**Source extract:**
————————
St Odoceus' Church, Llandawke, is a redundant church situated in a hollow near the road between Llandawke and Laugharne in Carmarthenshire, Wales. It has been designated by Cadw as a Grade II listed building, and is under the care of the Friends of Friendless Churches.

==History==

The church dates from the 13th century and it was remodelled during the following century by Sir Guy De Brian, the Lord Marcher of Laugharne. The church was restored during the Victorian era. When it was inspected by Cadw in 1988 it was described as being "partly overgrown". It was taken under the care of the charity, the Friends of Friendless Churches in 2006, when it was in "a state of dereliction". The charity holds a 999-year lease with effect from 24 April 2006. A local group of Friends has been formed to assist in its repair and restoration.

==Architecture==

===Exterior===
It is constructed in local sandstone with slate roofs in Gothic style. Its plan consists of a four-bay nave without aisles, a three-bay chancel that is lower and narrower, and a west tower. The tower is squat, in two stages, and it tapers as it rises. In the upper stage, on the west and south sides are lancet bell openings. Its roof is pyramidal, and on its north side is a stair turret. On the apex of the gable at the east end of the nave is a crucifix finial. The entrance is on the south side of the church through an arched doorway. To the left of the entrance is a two-light, square-headed Perpendicular window and to its right is a two-light Decorated window with Victorian tracery. The windows in the chancel also have two lights, those on the north wall being square-headed, and those on the east and south walls having pointed heads.

===Interior===
On the south side of the chancel is a piscina and a recess that formerly contained a tomb. On the north side is a 14th-century effigy of a figure thought to be that of Margaret Marlos. It is broken into three pieces, which is said to be a reference to her being cut into three pieces by robbers. It was placed in the church in 1902. Also in the church is an early Christian stone slab dating from the 5th or 6th century. It is carved with Ogham and Roman inscriptions. The oak altar dating from 1882 is "elaborately not to say wildly carved" with representations of flowers.
————————
**Source data:**
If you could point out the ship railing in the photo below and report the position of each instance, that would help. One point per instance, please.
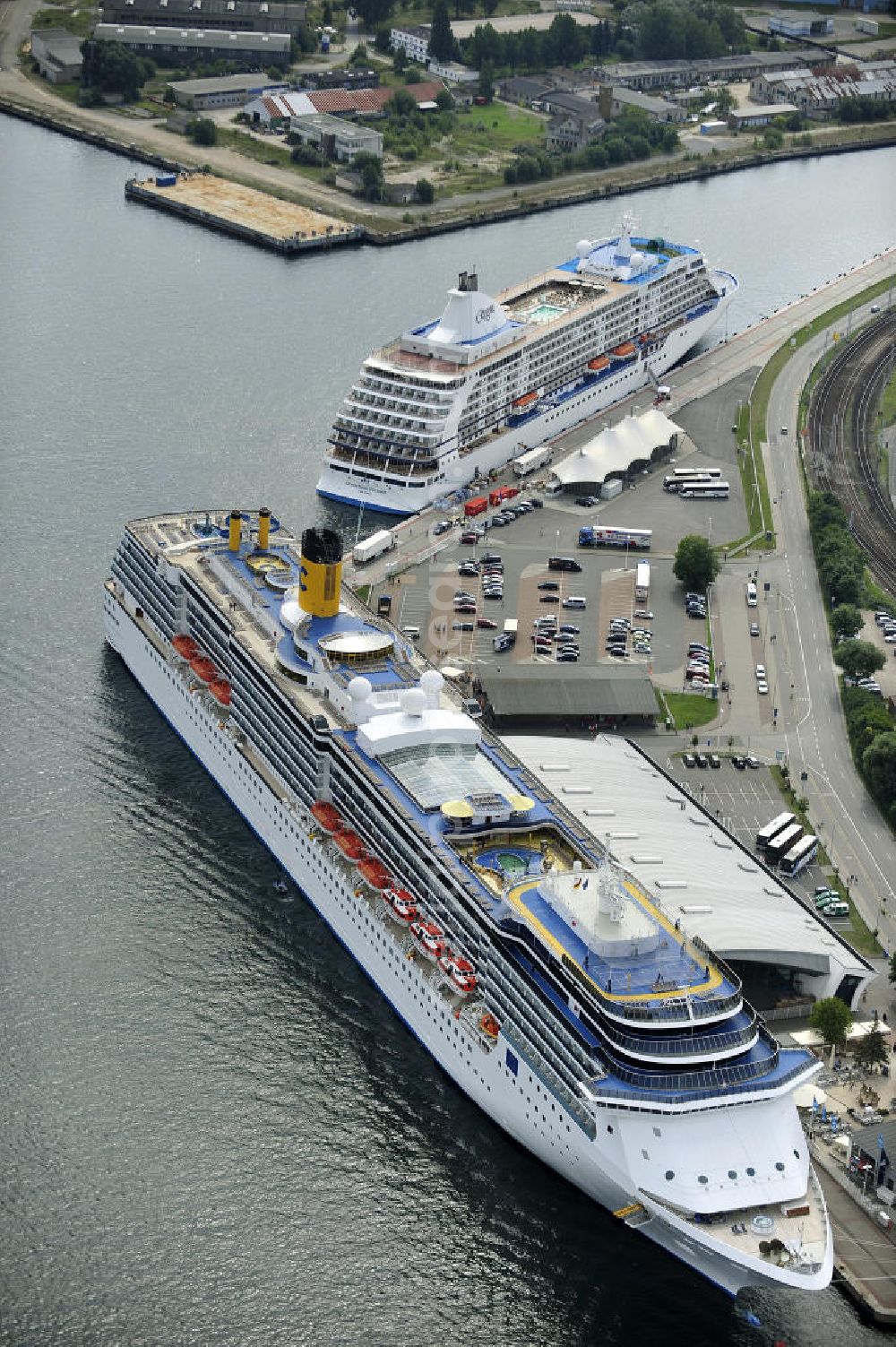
(539, 1067)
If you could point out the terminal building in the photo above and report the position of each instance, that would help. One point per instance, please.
(711, 886)
(618, 453)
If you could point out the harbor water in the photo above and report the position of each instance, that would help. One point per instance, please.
(211, 1127)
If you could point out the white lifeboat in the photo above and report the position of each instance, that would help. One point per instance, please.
(401, 904)
(428, 939)
(460, 970)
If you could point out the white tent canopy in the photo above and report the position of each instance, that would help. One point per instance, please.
(617, 447)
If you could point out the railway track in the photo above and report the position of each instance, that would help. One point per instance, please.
(841, 431)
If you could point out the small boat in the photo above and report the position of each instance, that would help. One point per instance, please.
(428, 939)
(401, 904)
(460, 970)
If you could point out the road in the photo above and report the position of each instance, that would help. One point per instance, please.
(814, 731)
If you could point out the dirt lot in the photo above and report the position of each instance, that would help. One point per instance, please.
(246, 206)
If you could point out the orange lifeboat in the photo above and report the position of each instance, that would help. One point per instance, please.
(460, 970)
(401, 904)
(326, 816)
(428, 939)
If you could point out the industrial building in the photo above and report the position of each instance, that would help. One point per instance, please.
(222, 91)
(189, 43)
(229, 15)
(56, 54)
(334, 138)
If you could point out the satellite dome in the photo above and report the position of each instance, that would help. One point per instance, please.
(360, 688)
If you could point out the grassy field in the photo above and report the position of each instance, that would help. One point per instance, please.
(690, 710)
(69, 16)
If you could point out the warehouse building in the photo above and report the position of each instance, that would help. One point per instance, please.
(190, 43)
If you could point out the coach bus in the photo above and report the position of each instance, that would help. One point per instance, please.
(799, 856)
(604, 535)
(780, 845)
(772, 829)
(681, 477)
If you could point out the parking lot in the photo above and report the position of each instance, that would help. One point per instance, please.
(744, 802)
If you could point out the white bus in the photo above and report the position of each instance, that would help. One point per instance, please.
(799, 856)
(780, 845)
(709, 490)
(679, 477)
(772, 829)
(604, 535)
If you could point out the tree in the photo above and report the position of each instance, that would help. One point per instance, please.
(487, 81)
(858, 659)
(879, 766)
(695, 562)
(109, 67)
(847, 621)
(202, 131)
(441, 35)
(831, 1017)
(871, 1049)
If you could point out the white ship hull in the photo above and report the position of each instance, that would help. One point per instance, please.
(385, 497)
(516, 1102)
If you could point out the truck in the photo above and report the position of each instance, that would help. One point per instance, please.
(532, 460)
(374, 546)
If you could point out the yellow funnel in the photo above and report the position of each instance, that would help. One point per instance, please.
(321, 572)
(264, 527)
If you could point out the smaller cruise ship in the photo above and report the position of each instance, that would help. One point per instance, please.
(494, 377)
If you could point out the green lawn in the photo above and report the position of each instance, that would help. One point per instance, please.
(690, 710)
(496, 130)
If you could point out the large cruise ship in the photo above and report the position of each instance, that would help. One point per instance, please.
(543, 978)
(492, 377)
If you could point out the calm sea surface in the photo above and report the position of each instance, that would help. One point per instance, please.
(211, 1127)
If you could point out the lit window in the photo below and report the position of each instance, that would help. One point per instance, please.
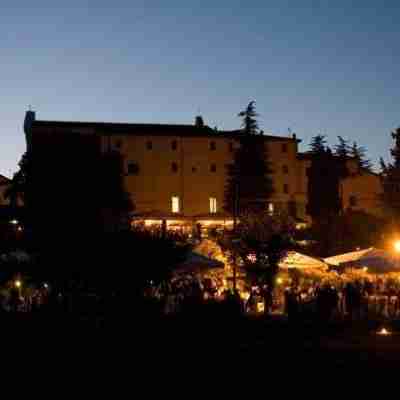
(213, 205)
(175, 204)
(132, 168)
(286, 188)
(353, 201)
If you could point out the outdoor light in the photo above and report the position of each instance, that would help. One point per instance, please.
(384, 332)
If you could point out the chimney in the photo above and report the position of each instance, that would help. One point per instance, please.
(199, 123)
(30, 117)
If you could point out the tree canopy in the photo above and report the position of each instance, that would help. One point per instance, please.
(249, 185)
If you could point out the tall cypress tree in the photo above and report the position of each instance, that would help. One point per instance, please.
(359, 153)
(324, 198)
(342, 149)
(391, 179)
(249, 185)
(318, 144)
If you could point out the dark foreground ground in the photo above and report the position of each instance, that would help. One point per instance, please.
(178, 345)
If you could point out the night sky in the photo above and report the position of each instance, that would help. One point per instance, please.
(312, 66)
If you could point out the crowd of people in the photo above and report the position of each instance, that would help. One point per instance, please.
(359, 299)
(352, 299)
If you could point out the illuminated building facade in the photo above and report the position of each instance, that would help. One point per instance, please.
(177, 173)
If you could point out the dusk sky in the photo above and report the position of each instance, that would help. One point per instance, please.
(312, 66)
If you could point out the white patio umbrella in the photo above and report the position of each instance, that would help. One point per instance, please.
(301, 262)
(375, 260)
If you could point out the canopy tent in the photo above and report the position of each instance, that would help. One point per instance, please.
(375, 260)
(346, 257)
(196, 262)
(301, 262)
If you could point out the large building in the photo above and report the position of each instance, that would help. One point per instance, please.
(177, 173)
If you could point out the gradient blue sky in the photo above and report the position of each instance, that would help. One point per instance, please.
(313, 66)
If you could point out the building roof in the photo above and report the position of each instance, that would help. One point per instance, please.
(4, 179)
(116, 128)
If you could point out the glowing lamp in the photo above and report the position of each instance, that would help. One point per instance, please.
(384, 332)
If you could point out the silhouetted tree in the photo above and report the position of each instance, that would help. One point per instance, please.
(260, 242)
(342, 149)
(359, 153)
(249, 185)
(318, 144)
(249, 117)
(324, 197)
(391, 179)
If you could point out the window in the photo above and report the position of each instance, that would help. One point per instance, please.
(286, 188)
(353, 201)
(213, 205)
(175, 204)
(132, 168)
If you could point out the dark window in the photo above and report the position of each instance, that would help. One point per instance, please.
(286, 188)
(353, 201)
(132, 168)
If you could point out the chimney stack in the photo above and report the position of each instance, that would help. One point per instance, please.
(199, 123)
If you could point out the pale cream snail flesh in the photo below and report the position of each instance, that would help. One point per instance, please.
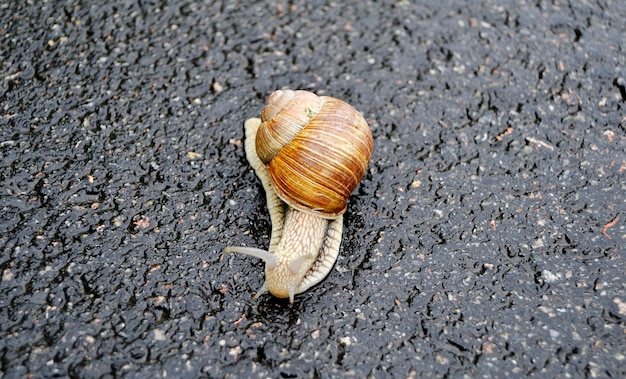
(309, 152)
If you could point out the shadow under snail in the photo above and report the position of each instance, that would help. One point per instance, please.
(310, 152)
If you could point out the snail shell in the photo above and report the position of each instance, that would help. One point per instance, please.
(316, 149)
(310, 153)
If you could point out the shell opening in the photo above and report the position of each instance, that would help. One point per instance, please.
(269, 258)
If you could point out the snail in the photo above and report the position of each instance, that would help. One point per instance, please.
(309, 152)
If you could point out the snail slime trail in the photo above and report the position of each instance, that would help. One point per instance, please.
(310, 153)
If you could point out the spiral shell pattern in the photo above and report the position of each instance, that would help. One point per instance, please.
(317, 149)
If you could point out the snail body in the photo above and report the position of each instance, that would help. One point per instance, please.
(310, 153)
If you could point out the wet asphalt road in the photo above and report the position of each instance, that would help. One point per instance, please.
(487, 239)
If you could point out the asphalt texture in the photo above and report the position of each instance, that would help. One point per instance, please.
(487, 238)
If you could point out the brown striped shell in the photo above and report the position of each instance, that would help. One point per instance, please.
(316, 148)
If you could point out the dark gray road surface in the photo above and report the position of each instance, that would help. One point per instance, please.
(487, 239)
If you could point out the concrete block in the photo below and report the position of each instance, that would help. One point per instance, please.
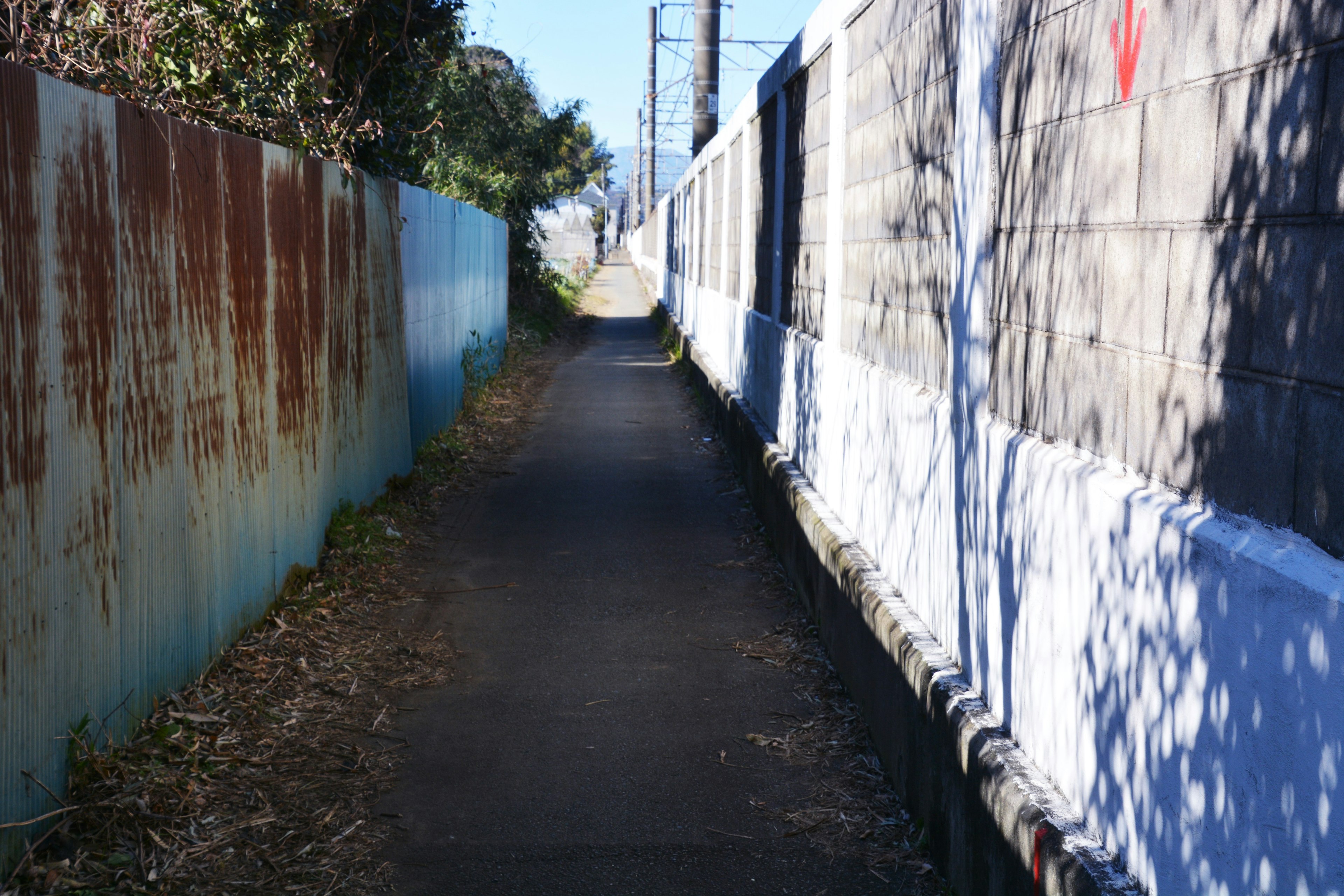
(1330, 197)
(1019, 15)
(910, 273)
(1008, 373)
(1162, 59)
(1299, 316)
(931, 135)
(1269, 136)
(859, 262)
(1077, 391)
(1308, 23)
(898, 339)
(1086, 66)
(885, 78)
(1134, 306)
(1221, 437)
(1181, 141)
(1019, 191)
(1027, 258)
(1104, 174)
(917, 201)
(1083, 171)
(1029, 75)
(1320, 471)
(866, 33)
(1232, 34)
(1211, 296)
(1077, 280)
(1000, 306)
————————
**Exercise prompt:**
Reproduce the text about St Odoceus' Church, Llandawke, word for word from start to finish.

**Answer box:**
St Odoceus' Church, Llandawke, is a redundant church situated in a hollow near the road between Llandawke and Laugharne in Carmarthenshire, Wales. It has been designated by Cadw as a Grade II listed building, and is under the care of the Friends of Friendless Churches.

==History==

The church dates from the 13th century and it was remodelled during the following century by Sir Guy De Brian, the Lord Marcher of Laugharne. The church was restored during the Victorian era. When it was inspected by Cadw in 1988 it was described as being "partly overgrown". It was taken under the care of the charity, the Friends of Friendless Churches in 2006, when it was in "a state of dereliction". The charity holds a 999-year lease with effect from 24 April 2006. A local group of Friends has been formed to assist in its repair and restoration.

==Architecture==

===Exterior===
It is constructed in local sandstone with slate roofs in Gothic style. Its plan consists of a four-bay nave without aisles, a three-bay chancel that is lower and narrower, and a west tower. The tower is squat, in two stages, and it tapers as it rises. In the upper stage, on the west and south sides are lancet bell openings. Its roof is pyramidal, and on its north side is a stair turret. On the apex of the gable at the east end of the nave is a crucifix finial. The entrance is on the south side of the church through an arched doorway. To the left of the entrance is a two-light, square-headed Perpendicular window and to its right is a two-light Decorated window with Victorian tracery. The windows in the chancel also have two lights, those on the north wall being square-headed, and those on the east and south walls having pointed heads.

===Interior===
On the south side of the chancel is a piscina and a recess that formerly contained a tomb. On the north side is a 14th-century effigy of a figure thought to be that of Margaret Marlos. It is broken into three pieces, which is said to be a reference to her being cut into three pieces by robbers. It was placed in the church in 1902. Also in the church is an early Christian stone slab dating from the 5th or 6th century. It is carved with Ogham and Roman inscriptions. The oak altar dating from 1882 is "elaborately not to say wildly carved" with representations of flowers.